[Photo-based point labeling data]
"""

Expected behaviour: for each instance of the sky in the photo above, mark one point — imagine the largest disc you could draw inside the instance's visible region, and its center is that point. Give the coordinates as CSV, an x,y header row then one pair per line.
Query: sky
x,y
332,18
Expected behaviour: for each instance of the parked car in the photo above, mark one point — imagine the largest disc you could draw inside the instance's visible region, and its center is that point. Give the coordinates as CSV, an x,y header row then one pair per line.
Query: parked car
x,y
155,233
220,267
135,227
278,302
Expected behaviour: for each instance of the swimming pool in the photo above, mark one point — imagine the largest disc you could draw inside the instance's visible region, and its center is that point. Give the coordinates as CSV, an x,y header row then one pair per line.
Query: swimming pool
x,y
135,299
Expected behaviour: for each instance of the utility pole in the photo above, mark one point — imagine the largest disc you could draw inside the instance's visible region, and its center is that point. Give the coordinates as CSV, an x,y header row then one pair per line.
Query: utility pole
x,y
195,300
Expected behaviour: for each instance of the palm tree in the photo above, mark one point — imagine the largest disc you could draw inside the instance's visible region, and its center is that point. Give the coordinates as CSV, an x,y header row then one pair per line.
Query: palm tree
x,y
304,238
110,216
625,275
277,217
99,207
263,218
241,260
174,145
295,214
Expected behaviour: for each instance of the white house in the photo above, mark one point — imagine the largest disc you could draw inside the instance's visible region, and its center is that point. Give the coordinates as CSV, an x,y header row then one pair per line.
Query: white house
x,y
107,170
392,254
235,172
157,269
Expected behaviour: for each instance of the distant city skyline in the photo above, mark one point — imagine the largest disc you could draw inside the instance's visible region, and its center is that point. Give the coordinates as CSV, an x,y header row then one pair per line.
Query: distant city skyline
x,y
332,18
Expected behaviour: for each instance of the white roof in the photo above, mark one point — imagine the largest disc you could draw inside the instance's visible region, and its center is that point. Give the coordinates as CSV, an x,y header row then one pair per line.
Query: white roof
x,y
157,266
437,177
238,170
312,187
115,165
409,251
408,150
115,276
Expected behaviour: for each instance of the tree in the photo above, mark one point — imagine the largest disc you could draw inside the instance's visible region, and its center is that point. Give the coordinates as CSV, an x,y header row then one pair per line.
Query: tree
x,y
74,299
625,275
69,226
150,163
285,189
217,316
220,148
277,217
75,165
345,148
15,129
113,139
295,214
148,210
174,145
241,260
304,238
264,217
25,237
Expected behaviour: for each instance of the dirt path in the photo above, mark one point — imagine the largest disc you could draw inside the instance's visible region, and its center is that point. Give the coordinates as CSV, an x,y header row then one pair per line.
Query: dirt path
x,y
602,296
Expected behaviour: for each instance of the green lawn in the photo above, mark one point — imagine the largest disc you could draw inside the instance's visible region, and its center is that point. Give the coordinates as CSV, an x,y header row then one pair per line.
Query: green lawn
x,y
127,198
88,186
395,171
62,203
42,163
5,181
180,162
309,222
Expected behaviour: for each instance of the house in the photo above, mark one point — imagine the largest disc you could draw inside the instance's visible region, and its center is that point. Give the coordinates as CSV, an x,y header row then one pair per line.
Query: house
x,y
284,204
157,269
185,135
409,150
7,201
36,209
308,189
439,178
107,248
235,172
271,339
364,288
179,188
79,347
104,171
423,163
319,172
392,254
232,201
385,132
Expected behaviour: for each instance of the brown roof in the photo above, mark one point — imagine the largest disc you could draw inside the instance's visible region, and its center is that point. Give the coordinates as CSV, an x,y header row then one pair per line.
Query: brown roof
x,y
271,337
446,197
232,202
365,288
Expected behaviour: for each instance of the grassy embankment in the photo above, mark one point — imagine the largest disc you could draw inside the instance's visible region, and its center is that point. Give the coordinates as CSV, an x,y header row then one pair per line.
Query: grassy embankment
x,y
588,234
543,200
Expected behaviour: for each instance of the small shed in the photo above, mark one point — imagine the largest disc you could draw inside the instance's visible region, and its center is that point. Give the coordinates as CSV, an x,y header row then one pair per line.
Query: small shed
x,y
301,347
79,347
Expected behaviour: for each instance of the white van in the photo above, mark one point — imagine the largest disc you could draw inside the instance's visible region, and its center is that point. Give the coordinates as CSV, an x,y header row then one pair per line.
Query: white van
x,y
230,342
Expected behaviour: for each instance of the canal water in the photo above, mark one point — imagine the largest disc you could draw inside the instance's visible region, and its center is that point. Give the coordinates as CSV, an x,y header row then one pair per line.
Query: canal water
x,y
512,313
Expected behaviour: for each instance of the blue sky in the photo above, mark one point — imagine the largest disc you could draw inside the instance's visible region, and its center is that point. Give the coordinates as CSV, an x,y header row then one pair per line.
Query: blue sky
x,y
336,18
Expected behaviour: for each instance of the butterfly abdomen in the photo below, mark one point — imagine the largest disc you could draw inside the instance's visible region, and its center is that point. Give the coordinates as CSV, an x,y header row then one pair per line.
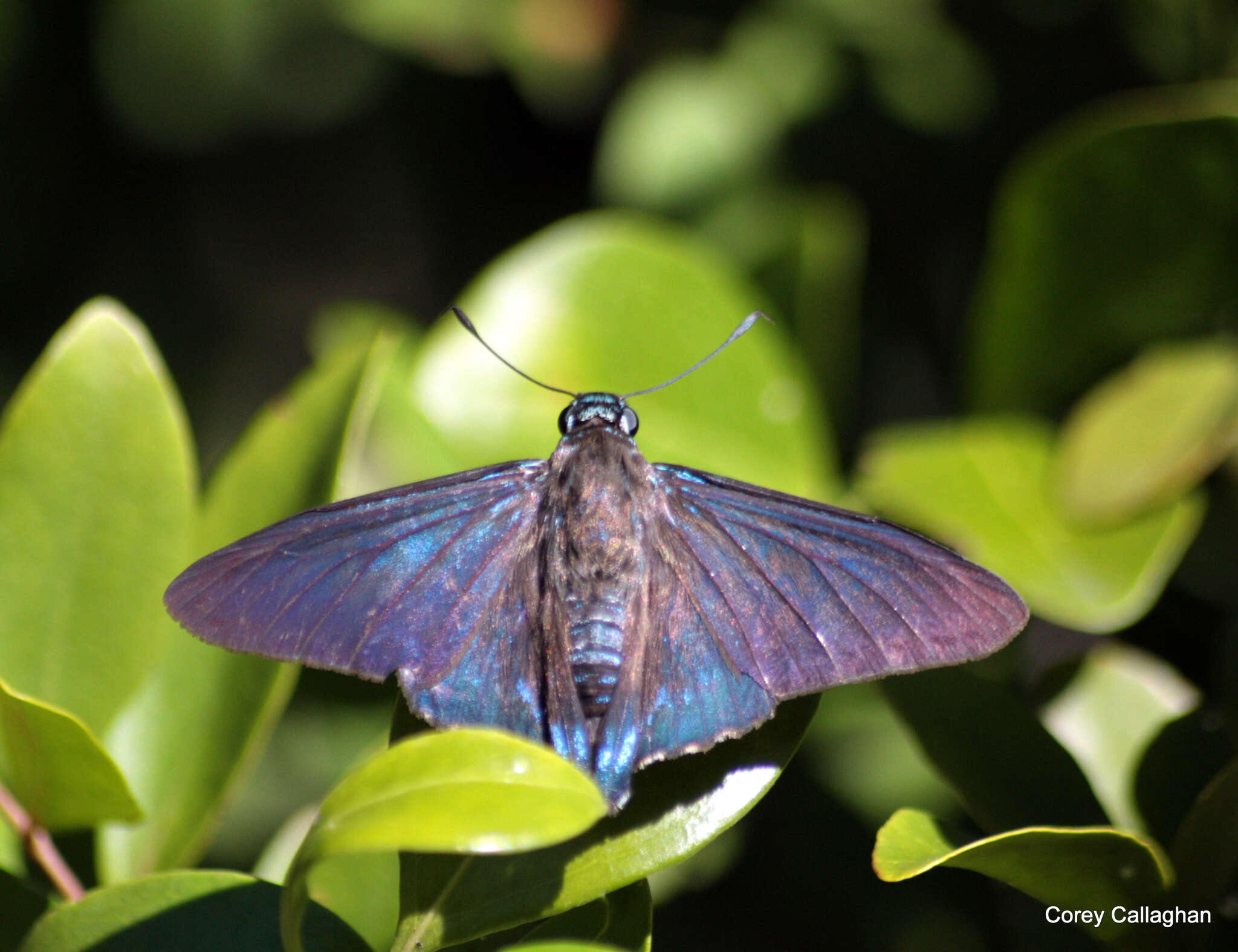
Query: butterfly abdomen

"""

> Given request:
Transcribe each line above verbatim, with the pictures left out.

> Correct output:
Expected behaviour: for each instance of the sky in the photo above, mark one point — imagine the largest disc you could draw inside the instance's visible region, and its center is that point. Give the coordinates as CSV, an x,y header row then one pair per line.
Query: sky
x,y
332,18
Expected behaviour: for each instance of the parked car in the photo above, mark one point — imagine the largest disc you could draw inside the instance's visible region, and its center is that point. Give the coordinates as CSV, an x,y header row then one pair per line.
Query: parked car
x,y
155,233
220,267
135,227
278,302
Expected behaviour: for each instance of the swimming pool in the photo above, mark one point — imagine the largest disc you could draw inside the instance's visible region, and its center is that point. Give the coordinates as CSV, an x,y header row then one pair per line.
Query: swimming pool
x,y
135,299
Expected behaviour: for each instance of the utility pole in the photo above, mark one point — imagine the largest disc you could draw inside the instance's visible region, and its center is that point. Give the coordinates as CSV, an x,y header row then one pair per line.
Query: utility pole
x,y
195,300
Expected behaviour: for each instance of the palm tree in the photo above, mark one point — imagine the largest disc you could draw inside the instance's visible region, and its center is that point. Give the coordinates as CSV, an x,y header row then one pair per line.
Query: palm tree
x,y
304,238
110,216
625,275
277,217
99,207
263,218
241,260
174,145
295,214
Expected behaviour: for each instance of the white house in the photo above, mark one point — imagine the largest disc you could draw inside the instance's visible region, and its center is that point. Give the coordinates as CSV, an x,y header row then one pair per line.
Query: white house
x,y
107,170
392,254
235,172
157,269
Expected behaviour: for each instance of the distant city skyline in the photo above, mark one point — imagine the largest disc you could draw inside the instance's visible region, and its center is that point. Give the coordinates as CSV, an x,y header row then one pair per line.
Query: distant city skyline
x,y
332,18
Expected behaviour: for each instance of the white roof in the photo above, mark one point — imagine the largest disc you could draw inside the instance's visible region, and its center is that point. Give the coordinates as CSV, an x,y header row then one pair per line.
Query: white roof
x,y
157,266
437,177
238,170
312,187
115,165
409,251
408,150
115,276
Expected behaviour: for each instance of the tree in the photo above, mark one point — imagine the largest disc you could draw inside the instance's visible region, and its center is that point. Give the coordinates as CSV, an x,y header row then one pair per line.
Query: tree
x,y
74,299
625,275
69,226
150,163
285,189
217,316
220,148
277,217
75,165
345,148
15,129
113,139
295,214
148,210
174,145
241,260
304,238
264,217
25,237
Expected behaviour: for each instance of the dirt path in the photo above, mark one point — imagine the largest disc you could draw inside the instance's visible region, and its center is that point. Give the coordinates as CSV, an x,y header row then one pair per line.
Query: dirt path
x,y
602,296
Expected behaviour: for each instance of the green lawn in the photo above, mark one point — imagine the largest disc you could draw inside the instance's visible region, and its center is that point. Give the coordinates as CSV, an x,y header row then one pair per line.
Query: green lawn
x,y
127,198
88,186
395,171
62,203
42,163
5,181
180,162
309,222
Expected behaviour: for each instance of the house in the photo above, mark one point — imagine the largest disc you could draw inside the instance's visible region, and its center is that point. Give the coordinates as CSV, an x,y header row then one pair per line.
Query: house
x,y
284,204
157,269
185,135
409,150
7,201
36,209
308,189
439,178
107,248
235,172
271,339
364,288
179,188
79,347
104,171
423,163
319,172
392,254
232,201
385,132
Expected behaviour: for each instance of the brown roof in the photo above, mark one point — imagine the largest disc you could draw inside the instance's visible region, and its center is that point. Give the coordinates as CSV, an x,y header row then one pair per line.
Query: brown roof
x,y
271,337
446,197
232,202
365,288
Expected behaviour: for each instance of the grassy embankment in the photo above, mark one point — imagine the largest disc you could draw inside the instance's visible region, and its center is that point. Give the coordinates as CSV, an x,y header row then one pair per line.
Query: grassy embankment
x,y
588,234
543,200
Expected behaviour: for each instance of the small shed in the photo above, mark one point — imagine the largest disc you could draw inside the instance's visible region, and its center is that point. Give the coordinates as CSV, an x,y header row then one pair per line.
Query: small shed
x,y
301,347
79,347
Expected behaviour: for each instance of the white van in the photo above, mark one point — imagine the largest disc you could draw inside the instance's visible region, and its center is that point. Give the coordinates as CSV, an x,y header row then one pair per line.
Query: white van
x,y
230,342
Expected behaviour: for each instance of the canal water in the photo above, mark one point — imagine the largest disc you could draw inside the instance's visible region, and its center is that point. Give the coordinates as CSV, an x,y header row then one pair per line.
Query: canal water
x,y
512,313
Expected behaviour: for each instance of the blue sky in the photo above, mark one point — imagine the largest disc you could draw inside the instance's visible region, and its center is that point. Give the coordinates as CSV, an x,y header row then one pair per line.
Query: blue sky
x,y
336,18
Expected behaviour: for each instance of the butterfly abdomen in the photo below, mark one point — imagine the largest disc you could draw inside the instance's visible region, and its center is that point. Give the coordinates as CSV, an x,y header row then one pair per line.
Query: butterfly abdomen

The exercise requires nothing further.